-- Start DATA FOR THIS TASK --

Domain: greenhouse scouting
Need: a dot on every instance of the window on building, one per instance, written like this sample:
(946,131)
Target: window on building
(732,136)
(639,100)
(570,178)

-- End DATA FOR THIS TASK --

• _GOAL_:
Convert every line of the material above into a JSON list of strings with one string per line, skipping blank lines.

• _CORRECT RESPONSE_:
[
  "Domain: greenhouse scouting",
  "Need: a dot on every instance of the window on building, one per instance, written like this sample:",
  "(946,131)",
  "Target: window on building",
  "(732,136)",
  "(639,100)",
  "(570,178)"
]